[Recorded data]
━━━━━━━━━━━━━━━━━━━━

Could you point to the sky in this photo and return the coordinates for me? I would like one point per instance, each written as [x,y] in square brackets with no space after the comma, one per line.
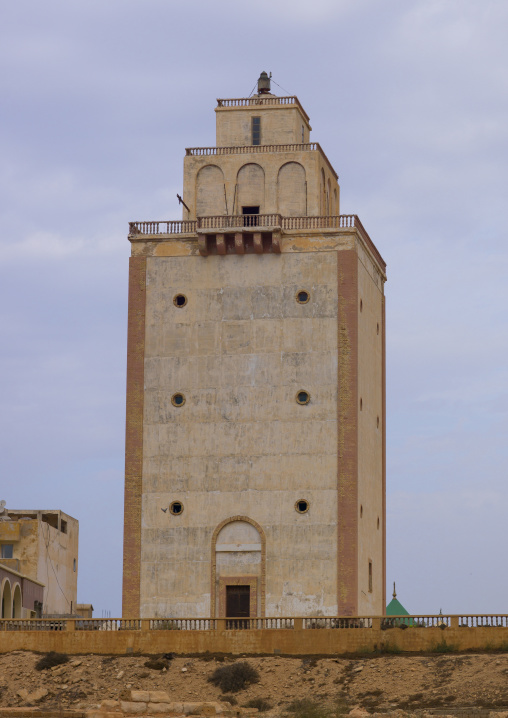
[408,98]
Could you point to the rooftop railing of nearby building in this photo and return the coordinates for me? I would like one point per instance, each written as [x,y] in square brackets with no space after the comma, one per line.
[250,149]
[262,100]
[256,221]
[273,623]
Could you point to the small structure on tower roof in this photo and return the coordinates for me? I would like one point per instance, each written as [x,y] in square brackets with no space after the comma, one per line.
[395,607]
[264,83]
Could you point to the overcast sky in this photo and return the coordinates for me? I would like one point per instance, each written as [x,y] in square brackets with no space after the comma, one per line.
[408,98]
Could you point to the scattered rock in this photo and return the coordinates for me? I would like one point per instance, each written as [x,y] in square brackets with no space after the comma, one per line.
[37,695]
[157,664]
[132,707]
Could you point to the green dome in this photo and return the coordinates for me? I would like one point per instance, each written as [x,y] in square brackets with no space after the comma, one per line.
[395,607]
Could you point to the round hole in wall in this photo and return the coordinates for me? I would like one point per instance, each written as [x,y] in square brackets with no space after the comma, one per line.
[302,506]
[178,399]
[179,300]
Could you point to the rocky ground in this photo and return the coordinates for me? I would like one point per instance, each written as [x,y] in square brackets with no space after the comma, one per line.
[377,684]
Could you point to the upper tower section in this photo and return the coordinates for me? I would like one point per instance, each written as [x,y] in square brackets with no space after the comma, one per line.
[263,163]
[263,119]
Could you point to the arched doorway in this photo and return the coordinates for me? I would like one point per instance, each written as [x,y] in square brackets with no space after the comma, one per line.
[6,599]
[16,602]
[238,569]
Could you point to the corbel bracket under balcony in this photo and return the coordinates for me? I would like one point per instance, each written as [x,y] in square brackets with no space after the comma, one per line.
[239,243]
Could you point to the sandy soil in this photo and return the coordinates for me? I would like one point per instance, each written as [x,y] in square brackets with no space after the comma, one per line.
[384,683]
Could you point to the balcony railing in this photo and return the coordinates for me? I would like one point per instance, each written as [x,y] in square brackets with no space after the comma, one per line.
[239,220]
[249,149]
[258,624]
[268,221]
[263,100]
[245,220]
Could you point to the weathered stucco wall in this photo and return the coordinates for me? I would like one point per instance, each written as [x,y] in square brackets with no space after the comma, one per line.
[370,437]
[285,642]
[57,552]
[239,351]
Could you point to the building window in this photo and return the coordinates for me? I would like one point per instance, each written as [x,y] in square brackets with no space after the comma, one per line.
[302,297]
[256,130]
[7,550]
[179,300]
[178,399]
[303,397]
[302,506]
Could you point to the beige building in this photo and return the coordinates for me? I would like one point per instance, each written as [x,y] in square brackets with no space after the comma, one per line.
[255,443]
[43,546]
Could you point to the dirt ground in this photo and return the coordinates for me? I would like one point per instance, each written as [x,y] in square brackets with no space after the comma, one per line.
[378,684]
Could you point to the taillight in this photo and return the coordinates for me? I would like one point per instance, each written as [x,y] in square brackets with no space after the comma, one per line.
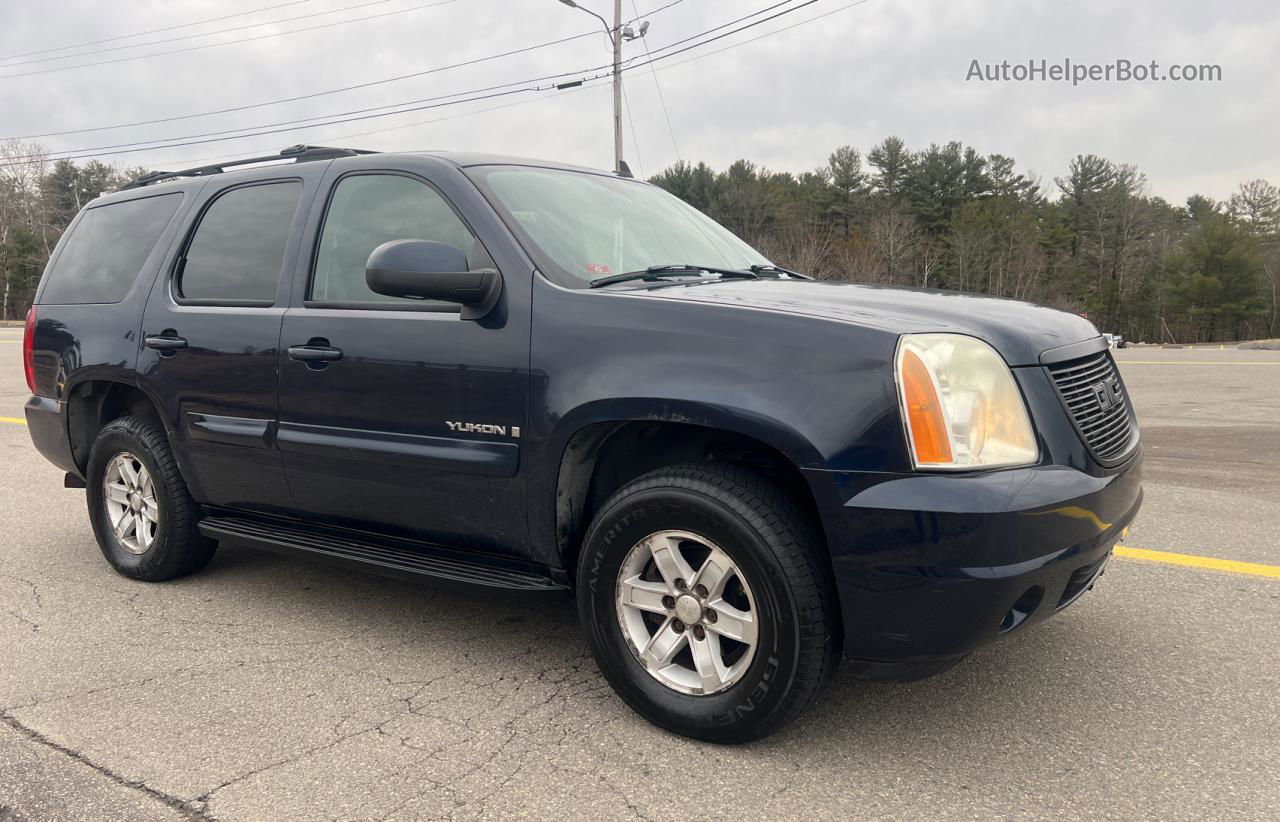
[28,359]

━━━━━━━━━━━━━━━━━━━━

## What the task requires:
Quote the full listing above word for word; exclude every picture from the copy.

## Correct answer:
Could you point to the sky in this photo and return the coordinates for me? I would like one point per instance, each written as [x,y] in square brackets with no space after the comma, one per line.
[408,98]
Could you point to the rooftop railing of nearby building in this photo and return the coordinates for me? I would like one point per instance, each written as [x,y] in square brackets with no space after the comma, one per line.
[250,149]
[262,100]
[256,221]
[273,623]
Could you point to the small structure on tower roof in this photo and return the coordinates for me? I would like one point per instance, each written as [x,y] in square brackets with no space after the comma, one per line.
[395,607]
[264,83]
Could you point to the overcast sky in this photo and return the coordinates for me? I would like one point per instance, each written as [x,y] in square brackets with no space after the comma, one per line.
[408,98]
Could you point to the scattered rock in this photo and return the coordinates for me? I would like one point per instance, each written as [x,y] in square brackets with no space after the comma, one per line.
[37,695]
[157,664]
[132,707]
Could you point to the green dome in this photo and return the coordinates for me? I would like one point per instance, each written as [x,y] in square brackets with no space after the comma, one per line.
[395,607]
Could you point to the round hole in wall in this photo and return the coordinates for me? I would like one point per instance, each written as [x,y] in square brackets with no space after the comma, one per line.
[302,506]
[178,399]
[179,300]
Could you point to the rocky ground in this photo and return the coordinates for me? I would like one point per instance, each written as [x,y] in square brackets with no space after the comma, one per line.
[377,684]
Could you point to the upper tower section in this photo and return the coordinates for me? I would like one point per instance, each written as [x,y] in square brackets with no space after the comma, one per line.
[263,163]
[263,119]
Could you point to the arched doorway in this photo and return the coordinates for me? I would like one point per instance, each written as [x,y] in square brackets with no space after the comma, one per line.
[6,599]
[16,602]
[238,569]
Could you point to the corbel bracket under balcony in this photo and return the coordinates for me? I would like one point per instance, each written as [x,y] in square brackets with no space after the comma, one per line.
[239,243]
Could you point to the sandy soil in this photo and return the coordinates for me? I would like one point per instance, each written as [x,y] in square brackets with no space after the comma, one per line.
[384,683]
Could you point to the balcony railing in this photo and return the coordinates for me? I would like one point per instance, each written as [x,y] in square brackets with no space after the comma, one per line.
[239,220]
[249,149]
[258,624]
[268,221]
[263,100]
[245,220]
Could you point to the weathered stucco wall in this photo and return the coordinates for me? I would like one point per instance, each written as [x,y] in square brackets with no space after the comma, one per line.
[370,437]
[285,642]
[57,552]
[239,351]
Could you point to the building window in this photo and return the coordinates for me? I would like one point per instance, each written as [x,y] in square brackets with no space after the comma, one per line.
[302,297]
[256,130]
[7,550]
[179,300]
[178,399]
[303,397]
[302,506]
Could you point to the beige building in this photo and return the coordinates for me? I would like one point per instance, each written as [x,y] in square brackets with no space after the comma, one per line.
[255,443]
[43,546]
Could you point to the dirt ground in this photo and return the coordinates for me? I would like one point per instance, each written as [x,y] in square brackets with no space after the comma, one per line.
[378,684]
Could you point to the taillight in this photo and return the coordinates for me? I would like one point per instance, each written as [x,y] in square brackets with no space after the comma, one per line.
[28,359]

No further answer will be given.